(Image entries on named regions)

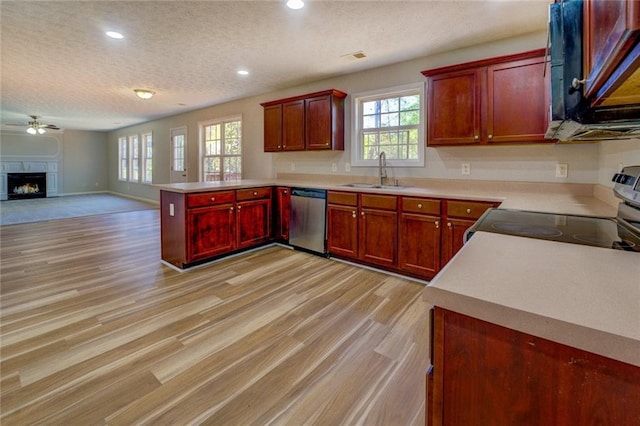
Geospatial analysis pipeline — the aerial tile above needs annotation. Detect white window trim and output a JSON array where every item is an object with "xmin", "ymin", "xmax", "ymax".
[
  {"xmin": 118, "ymin": 136, "xmax": 130, "ymax": 182},
  {"xmin": 140, "ymin": 132, "xmax": 154, "ymax": 184},
  {"xmin": 127, "ymin": 134, "xmax": 141, "ymax": 182},
  {"xmin": 198, "ymin": 114, "xmax": 244, "ymax": 182},
  {"xmin": 351, "ymin": 83, "xmax": 426, "ymax": 167}
]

**WHAT TO DO:**
Extract every line of the material above that contains the string "ymax", treating uppercase and lowercase as different.

**ANSWER IN FULL:**
Geospatial analysis pipeline — the aerial tile above needs annotation. Detect white window trim and output a JSON array where every item is an object with "xmin", "ymin", "xmax", "ymax".
  {"xmin": 118, "ymin": 136, "xmax": 130, "ymax": 182},
  {"xmin": 140, "ymin": 132, "xmax": 154, "ymax": 184},
  {"xmin": 127, "ymin": 134, "xmax": 141, "ymax": 182},
  {"xmin": 198, "ymin": 114, "xmax": 244, "ymax": 182},
  {"xmin": 351, "ymin": 83, "xmax": 426, "ymax": 167}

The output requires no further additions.